61

Apparently we have all been the objects of a scientific study:

Many online platforms such as Yahoo! Answers and GitHub rely on users to voluntarily provide content. What motivates users to contribute content for free however is not well understood.

In this paper, we use a revealed preference approach to show that career concerns play an important role in user contributions to Stack Overflow, the largest online Q&A community. We investigate how activities that can enhance a user’s reputation vary before and after the user finds a new job. We contrast this with activities that do not help in enhancing a user’s reputation.

After finding a new job, users contribute 25% less in reputation-generating activity on Stack Overflow. By contrast, they reduce their non-reputation-generating activity by only 8% after finding a new job. These findings suggest that users contribute to Stack Overflow in part because they perceive this as a way to improve future employment prospects.

We provide direct evidence against alternative explanations such as integer constraints, skills mismatch, and dynamic selection effects. The results also suggest that, beyond altruism, career concerns play an important role in explaining voluntary contributions on Stack Overflow.

**SUPPLIED MATERIAL:**
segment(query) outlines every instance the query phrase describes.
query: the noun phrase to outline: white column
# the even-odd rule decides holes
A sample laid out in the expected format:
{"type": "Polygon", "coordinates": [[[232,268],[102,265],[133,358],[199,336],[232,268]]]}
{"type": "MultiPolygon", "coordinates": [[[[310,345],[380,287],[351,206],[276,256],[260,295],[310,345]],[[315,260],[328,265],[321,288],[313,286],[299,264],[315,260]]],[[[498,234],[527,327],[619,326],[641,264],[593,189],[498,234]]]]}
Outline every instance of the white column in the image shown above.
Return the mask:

**GOALS:**
1. Rewrite the passage on online contributions starting at "Apparently we have" and ending at "a user’s reputation.", changing "Stack Overflow" to "Quora".
2. Copy every row above that contains the string "coordinates", treating uppercase and lowercase as different.

**PER-TASK ANSWERS:**
1.
Apparently we have all been the objects of a scientific study:

Many online platforms such as Yahoo! Answers and GitHub rely on users to voluntarily provide content. What motivates users to contribute content for free however is not well understood.

In this paper, we use a revealed preference approach to show that career concerns play an important role in user contributions to Quora, the largest online Q&A community. We investigate how activities that can enhance a user’s reputation vary before and after the user finds a new job. We contrast this with activities that do not help in enhancing a user’s reputation.

2.
{"type": "Polygon", "coordinates": [[[232,268],[102,265],[133,358],[199,336],[232,268]]]}
{"type": "MultiPolygon", "coordinates": [[[[310,345],[380,287],[351,206],[276,256],[260,295],[310,345]],[[315,260],[328,265],[321,288],[313,286],[299,264],[315,260]]],[[[498,234],[527,327],[619,326],[641,264],[593,189],[498,234]]]]}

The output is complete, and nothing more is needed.